Todd Haynes occupies a rare place in our modern film landscape. He has, over the years, still held onto the indie darling reputation he earned in the nineties, after provocative motion pictures like "Poison" and "Safe." Yet Haynes' respectability is such that he's slowly worked his way into the critical mainstream. He would receive his first Oscar nomination in 2002 for "Far from Heaven." Subsequent films, like "I'm Not There" and "Carol," would also earn nominations. Despite this attention from the AMPAS, Haynes has held onto the psychological intimacy that first got people's attention. In other words: He's gotten Oscar buzz without ever selling out and making some baiting biopic. This trend continued with "May December." Despite being one of the best reviewed films of last year, it apparently rubbed Academy voters that wrong way, only grabbing one nomination for its screenplay. This, of course, only made Haynes cooler in the eyes of cinephiles worldwide and made the movie the scrappy, underappreciated gem of this year's Oscar slate.
Two decades ago, grown woman Gracie Atherton was caught having sex with 13 year old Joe Yoo in the storage room of the pet store they both worked at. The story became a tabloid sensation, especially after Gracie and Joe stayed together through her jail time. They eventually married and had three kids. Now, Hollywood actress Elizabeth Berry has arrived at Gracie and Joe's home, in order to study them for a film in which she's playing Gracie. On the already stressful eve of their oldest child's high school graduation, Elizabeth's presence begins to throw off the unsteady balance of the household.
"May December" is, of course, inspired by the real life story of Mary Kay Letourneau and Vili Fualaau. After the film's release, Fualaau would say some unkind things to the press about how he didn't appreciate his life being adapted into a film without his consultation. This was an ironic complaint, as "May December" is clearly about the unsteady ethics of adapting a real life event into entertainment meant to be consumed by a mass audience. The deeper involved in the couple's life Elizabeth gets, the more deluded she seemingly becomes. She asks the casting director to find a "sexier" teenage boy to play Joe in the movie, seemingly unaware of how wrong that statement sounds. She lounges erotically in the real life storage room where the couple was caught. It's clear that her actions – mining the factual complications and tragedies of a real person to gain herself glory – are being criticized by the film. In the last act, perhaps the movie's most powerful moment, Joe shouts out her about how his "story" isn't a fictional tale meant to titlilate or fascinate. It's his life. It actually happened to him. The final, darkly funny scene makes it clear that Elizabeth's goals are the misplaced ambitions of a conceited artist-type who has lost sight of the consequences of her actions. No wonder "May December" was largely dismissed by the Oscars. The movie is directly criticizing the system and attitudes that sees movie stars play-acting through real life tragedy, all in the name of masturbatory glory chasing.

* **Collected data**
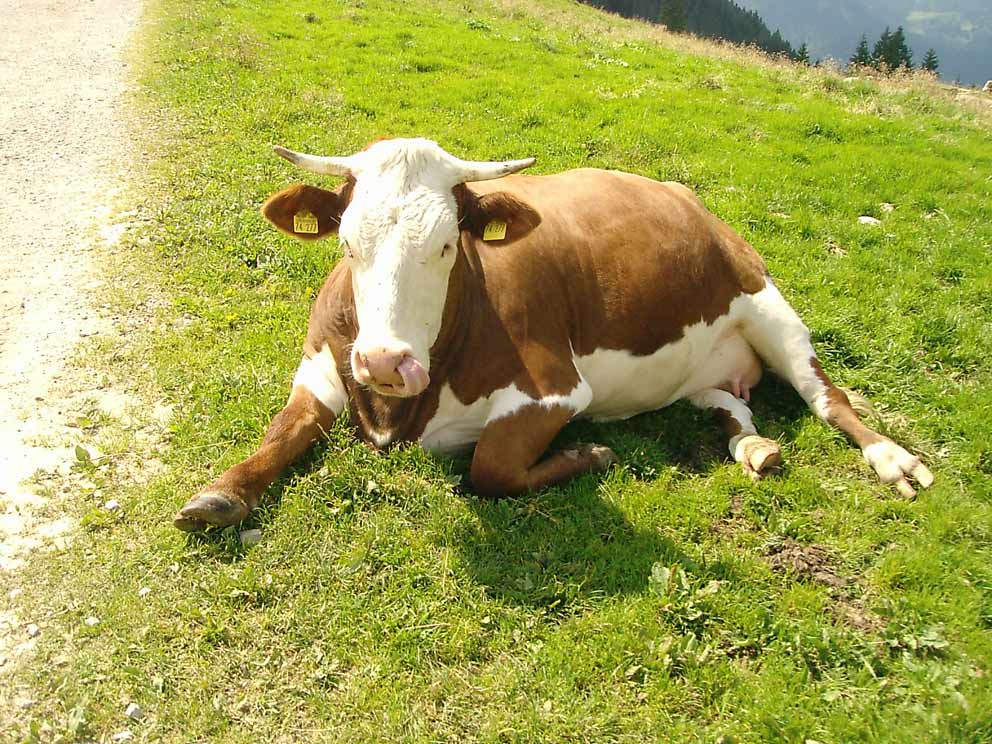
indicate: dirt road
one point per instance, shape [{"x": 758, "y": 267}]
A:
[{"x": 63, "y": 152}]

* **Required task 1**
Answer these three questions using the review:
(a) For which film did Todd Haynes receive his first Oscar nomination, and in what year?
(b) Where did Gracie Atherton and Joe Yoo both work?
(c) Which real-life couple inspired "May December"?
* **Required task 2**
Summarize the review in three sentences.

* **Correct output 1**
(a) "Far from Heaven," in 2002.
(b) A pet store.
(c) Mary Kay Letourneau and Vili Fualaau.

* **Correct output 2**
Todd Haynes has kept the indie reputation he earned in the nineties while also drawing Oscar nominations. "May December," one of last year's best-reviewed films, received only one nomination, for its screenplay. Its story follows actress Elizabeth Berry as she studies Gracie and Joe, a couple whose relationship became a tabloid sensation, and the review argues that the film criticizes turning real tragedy into entertainment for personal glory, which may explain why the Oscars largely dismissed it.